(Point-per-instance localization data)
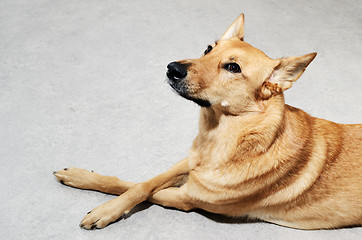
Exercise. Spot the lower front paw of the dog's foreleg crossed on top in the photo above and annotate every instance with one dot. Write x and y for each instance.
(102, 215)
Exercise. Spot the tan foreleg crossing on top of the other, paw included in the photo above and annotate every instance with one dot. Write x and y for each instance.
(115, 208)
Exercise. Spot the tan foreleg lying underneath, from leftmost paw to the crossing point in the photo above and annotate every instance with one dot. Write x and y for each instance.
(84, 179)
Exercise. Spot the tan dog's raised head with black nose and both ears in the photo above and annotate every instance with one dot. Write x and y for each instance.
(233, 76)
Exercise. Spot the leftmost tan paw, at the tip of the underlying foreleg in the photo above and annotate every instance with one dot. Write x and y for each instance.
(76, 177)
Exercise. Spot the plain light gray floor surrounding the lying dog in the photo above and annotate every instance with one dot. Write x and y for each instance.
(82, 83)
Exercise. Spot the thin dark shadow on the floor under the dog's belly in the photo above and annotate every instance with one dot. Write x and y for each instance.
(212, 216)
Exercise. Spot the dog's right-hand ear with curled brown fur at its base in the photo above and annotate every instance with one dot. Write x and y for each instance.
(285, 72)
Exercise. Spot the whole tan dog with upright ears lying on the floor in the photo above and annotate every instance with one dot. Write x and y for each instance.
(254, 155)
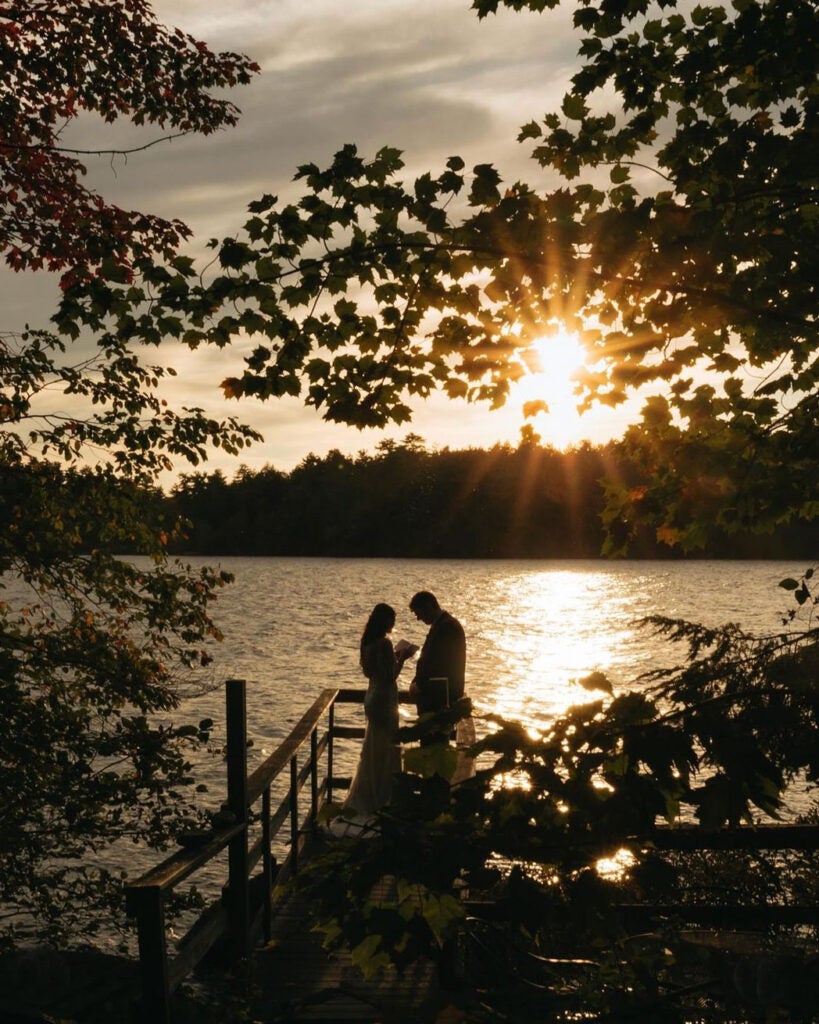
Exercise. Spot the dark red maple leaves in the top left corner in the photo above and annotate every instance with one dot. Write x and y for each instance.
(112, 58)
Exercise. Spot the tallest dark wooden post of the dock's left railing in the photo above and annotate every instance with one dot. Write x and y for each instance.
(238, 882)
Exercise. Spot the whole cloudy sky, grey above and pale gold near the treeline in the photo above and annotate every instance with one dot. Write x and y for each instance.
(424, 76)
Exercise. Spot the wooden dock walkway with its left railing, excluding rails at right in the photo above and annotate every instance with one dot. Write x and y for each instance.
(258, 921)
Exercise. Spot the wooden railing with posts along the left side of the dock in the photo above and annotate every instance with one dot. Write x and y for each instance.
(238, 919)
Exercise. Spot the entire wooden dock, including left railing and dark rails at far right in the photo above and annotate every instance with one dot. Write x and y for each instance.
(262, 926)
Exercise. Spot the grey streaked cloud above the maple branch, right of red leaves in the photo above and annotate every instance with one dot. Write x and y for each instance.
(426, 77)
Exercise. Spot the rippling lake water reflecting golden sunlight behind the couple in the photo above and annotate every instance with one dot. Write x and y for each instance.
(292, 625)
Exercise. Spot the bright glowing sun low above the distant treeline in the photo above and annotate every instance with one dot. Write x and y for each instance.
(546, 392)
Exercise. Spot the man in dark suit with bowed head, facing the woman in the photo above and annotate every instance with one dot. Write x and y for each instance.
(443, 658)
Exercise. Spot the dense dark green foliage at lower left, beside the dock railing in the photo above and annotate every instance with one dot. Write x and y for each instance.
(95, 654)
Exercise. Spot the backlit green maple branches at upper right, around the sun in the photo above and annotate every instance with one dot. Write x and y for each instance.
(695, 287)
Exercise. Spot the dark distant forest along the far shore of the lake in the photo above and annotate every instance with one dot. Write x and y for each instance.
(407, 501)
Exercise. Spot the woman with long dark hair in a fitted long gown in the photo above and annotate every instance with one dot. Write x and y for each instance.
(381, 755)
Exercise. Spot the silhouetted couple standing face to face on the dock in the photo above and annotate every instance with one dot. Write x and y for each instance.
(439, 681)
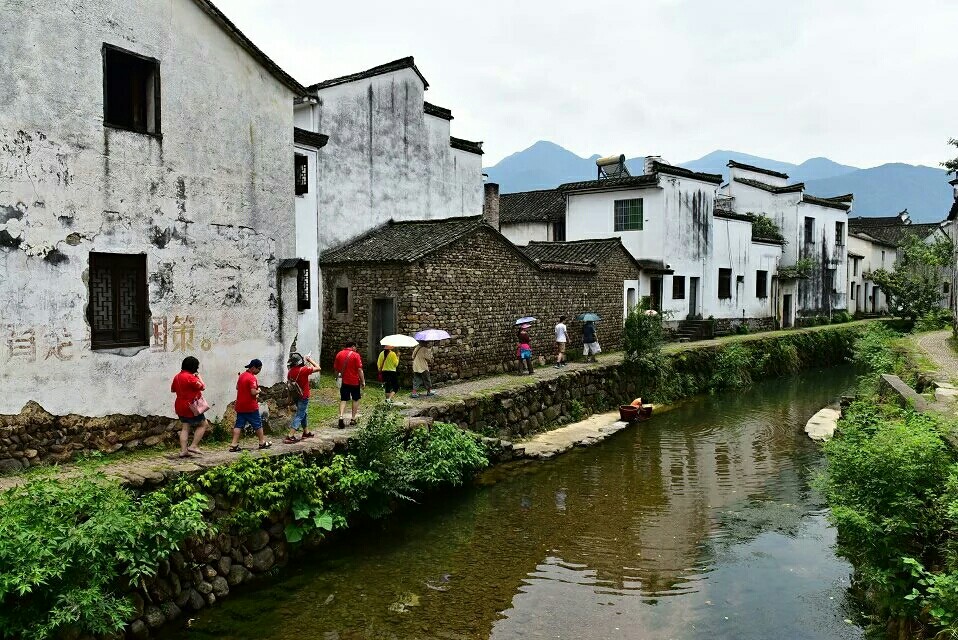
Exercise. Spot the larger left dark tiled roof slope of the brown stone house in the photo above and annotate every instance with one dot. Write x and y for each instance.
(403, 241)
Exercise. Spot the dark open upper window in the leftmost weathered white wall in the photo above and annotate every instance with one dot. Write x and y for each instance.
(131, 91)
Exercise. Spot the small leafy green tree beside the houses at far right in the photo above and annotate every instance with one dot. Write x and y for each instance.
(914, 287)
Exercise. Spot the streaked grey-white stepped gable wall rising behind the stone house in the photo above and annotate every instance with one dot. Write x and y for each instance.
(387, 159)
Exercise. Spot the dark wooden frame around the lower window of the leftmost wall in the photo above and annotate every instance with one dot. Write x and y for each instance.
(118, 337)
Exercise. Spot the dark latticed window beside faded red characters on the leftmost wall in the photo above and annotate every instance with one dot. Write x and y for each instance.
(117, 309)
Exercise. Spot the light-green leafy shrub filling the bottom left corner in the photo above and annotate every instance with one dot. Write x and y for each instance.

= EXERCISE REQUIREMENTS =
Please write out every record above exactly, but leave the pictures out.

= SOLUTION TO THIS TASK =
Exercise. Spot the lower front paw of the dog's foreleg crossed on top in the photo above and annotate every instance with one dot. Write x and y for each instance.
(102, 215)
Exercise. Spot the tan foreleg crossing on top of the other, paw included in the photo above and annotate every instance with one dot. Write x and y for each instance.
(115, 208)
Exercise. Spot the tan foreleg lying underneath, from leftmost paw to the crossing point in the photo above and annotate every instance with one dot. Write x and y for each instance.
(84, 179)
Exercise. Spot the tan dog's raised head with black nose and both ears in the photo above and annotate every instance with one dot. Write x and y for each instance.
(233, 76)
Exercise. Spot the leftmost tan paw, at the tip of the underlying foreleg in the photo above and annotate every instance with one dot. Write x and y for each instance.
(76, 177)
Exercise. Spot the plain light gray floor surrounding the lying dog in the photo above and annotate every instance with one dot. Write x and y for each instance.
(82, 83)
Exercise. Spot the thin dark shadow on the floor under the dog's belly in the photo above and annotate every instance with one dot. Write x and y for each instance.
(212, 216)
Exercise. Spot the dog's right-hand ear with curled brown fur at its base in the photo above and annotate every instance with one dot. Write x and y for each instance.
(285, 72)
Exercise. Spot the whole tan dog with upright ears lying on the floor in the photo above and annotate every instance with one dot. Write x and y for each instance.
(254, 155)
Exercise. Spot the dark red maple leaves in the top left corner in the photo above and annotate every instance with one dot. Write x and y for each instance.
(112, 58)
Exercise. Spot the tallest dark wooden post of the dock's left railing in the photo above and annotate every instance with one dot. Write x and y for each instance.
(238, 882)
Exercise. Spot the whole cloudy sky, grey above and pale gold near the treeline in the photo above and annotate every instance with one dot. Write x and y for each instance.
(424, 76)
Exercise. Spot the wooden dock walkway with its left railing, excluding rails at right in the photo above and annotate every instance with one dot. Write x and y for each instance.
(258, 921)
Exercise. Spot the wooden railing with posts along the left side of the dock in the photo above and annotate every instance with one dot. Write x and y for each instance.
(238, 919)
Exercise. Spot the entire wooden dock, including left railing and dark rails at far right in the photo above and annotate every instance with one dot. Write x and y for each instance.
(262, 926)
Exercise. Spot the grey streaked cloud above the maple branch, right of red leaves in the photo above and annotate every instance with one dot. Write x and y for each instance.
(426, 77)
Exercise. Spot the rippling lake water reflecting golden sunlight behind the couple in the photo above and annotate every instance with one dot. Write x and y for each instance.
(292, 625)
Exercise. Spot the bright glowing sun low above the distant treeline in the photo above and annotate every instance with one dot. Write x and y for each instance.
(546, 392)
Exercise. Spot the man in dark suit with bowed head, facing the woman in the photo above and annotate every instance with one dot. Write x and y for each instance.
(443, 658)
Exercise. Spot the dense dark green foliage at lower left, beside the dock railing in the photo above and annotate every instance with one dot. Write x and y for each instance.
(95, 654)
Exercise. Spot the backlit green maple branches at upper right, around the sun in the photo above and annotate every instance with one dot. Write x and y for each instance.
(695, 287)
Exercise. Spot the dark distant forest along the far shore of the lake in the photo above and annotate every instance with one dot. Write x and y for each instance.
(407, 501)
Exercise. Spot the woman with long dark hair in a fitted long gown in the photo above and annotate every instance with one dot. Write x and y for each instance.
(381, 755)
Exercise. Spot the silhouetted couple standing face to face on the dock in the photo above and annotate every instance with one dot. Write x and y for each instance.
(439, 681)
Exercise. Spot the larger left dark tiled roof slope of the brown stone house in the photo above and annotate every instance with one dot. Write x and y for each instance.
(403, 241)
Exercise. Spot the dark open upper window in the leftmost weathered white wall in the photo above and annotate every instance with one dot. Write x and y for each instance.
(131, 91)
Exercise. Spot the small leafy green tree beside the houses at far right in the photo above and annotate every instance with one dot. Write x and y for each instance.
(914, 287)
Exercise. Spot the streaked grey-white stepped gable wall rising behind the stone house in the photo above and annotate every instance with one dot. Write x and y for each instance.
(387, 159)
Exercise. Spot the dark wooden frame around the lower window of the leftmost wall in the photo above and annotate every instance with one dot. Write x and y for each instance.
(118, 337)
Exercise. Spot the dark latticed window beside faded red characters on the leftmost wall in the photo above and annotate every instance with one dot. Write x and y for each instance.
(117, 309)
Exercise. Spot the light-green leafy shrub filling the bottom left corner in the photo above and annotate every instance with one dot. Write x and y for each instance.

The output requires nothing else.